If you want to deal with a large data
* a collection of file containing replicons (each file must contains one replicon)
* or a gembase file (with a lot of replicons, from ten to more than thousand)
we provide a workflow to parallelize the execution by the data.
This mean that
#. We split the data input into chunks containing one replicon each (for *gembase* input file).
#. Then execute MacSyFinder in parallel on each replicon (the number of parallel tasks can be limited)
#. Then aggregate the results in one global summary.
.. digraph:: parallel_macsyfinder_gembase
:caption: Diagram of the parallel_macsyfinder workflow on gembase input
"gembase input" -> "MSF on replicon 1";
"gembase input" -> "MSF on replicon 2";
"gembase input" -> "MSF on replicon 3";
"gembase input" -> "MSF on replicon n";
"MSF on replicon 1" -> "merge results";
"MSF on replicon 2" -> "merge results";
"MSF on replicon 3" -> "merge results";
"MSF on replicon n" -> "merge results";
.. digraph:: parallel_macsyfinder_gembase
:caption: Diagram of the parallel_macsyfinder workflow on ordered or unordered replicon
"file 1 input" -> "MSF on replicon 1";
"file 2 input" -> "MSF on replicon 2";
"file 3 input" -> "MSF on replicon 3";
"file 4 input" -> "MSF on replicon n";
"MSF on replicon 1" -> "merge results";
"MSF on replicon 2" -> "merge results";
"MSF on replicon 3" -> "merge results";
"MSF on replicon n" -> "merge results";
The workflow use the `nextflow `_ framework and can be run on a single machine or a cluster.
First, you have to install `nextflow `_ first, and :ref:`macsyfinder `.
Then we provide 2 files (you need to download them from the MacSyFinder github repo.)
- `parallel_macsyfinder.nf` which is the workflow itself in nextflow syntax
- `nextflow.config` which is a configuration file to execute the workflow.
The workflow file should not be modified.
Whereas the profile **must** be adapted to the **local** architecture.
The file `nextflow.config` provide five profiles:
- a standard profile for local use (single machine).
- an apptainer profile using docker image with apptainer executor (on a single machine).
- a docker profile using docker image with docker executor (on a single machine).
- a cluster profile.
- a cluster profile using apptainer container system with the docker image.
How to get parallel_macsyfinder
"""""""""""""""""""""""""""""""
The release contains the workflow `parallel_macsyfinder.nf` and the `nextflow.config` at the top level of the archive
But if you use pip to install MacSyFinder you have not easily access to them.

(Box-labeled dataset extracts)
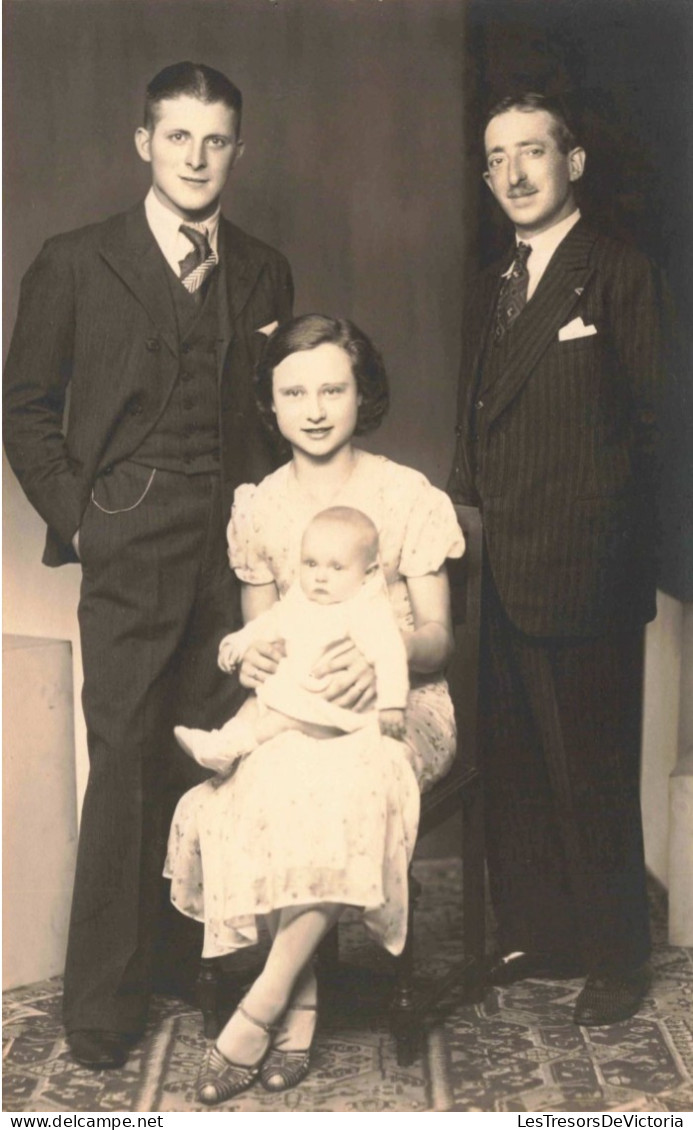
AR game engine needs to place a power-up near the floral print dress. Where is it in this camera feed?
[165,451,465,957]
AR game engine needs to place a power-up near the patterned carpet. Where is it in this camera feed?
[3,861,693,1113]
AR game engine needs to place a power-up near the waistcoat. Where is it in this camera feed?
[132,268,219,475]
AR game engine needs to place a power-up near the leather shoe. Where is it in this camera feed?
[68,1028,137,1071]
[573,965,651,1027]
[486,951,584,985]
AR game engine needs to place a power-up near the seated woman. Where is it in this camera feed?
[166,314,465,1104]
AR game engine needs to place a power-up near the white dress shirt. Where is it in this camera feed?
[145,189,222,278]
[505,208,580,302]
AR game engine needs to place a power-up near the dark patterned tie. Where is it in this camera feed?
[179,224,217,294]
[494,243,531,341]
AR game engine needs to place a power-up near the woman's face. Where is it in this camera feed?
[272,341,361,459]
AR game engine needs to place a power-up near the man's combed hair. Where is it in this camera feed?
[255,314,390,445]
[484,90,579,153]
[145,61,243,131]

Exercise brief:
According to the workflow documentation, how many profiles does the `nextflow.config` file provide?

Full output:
Five profiles.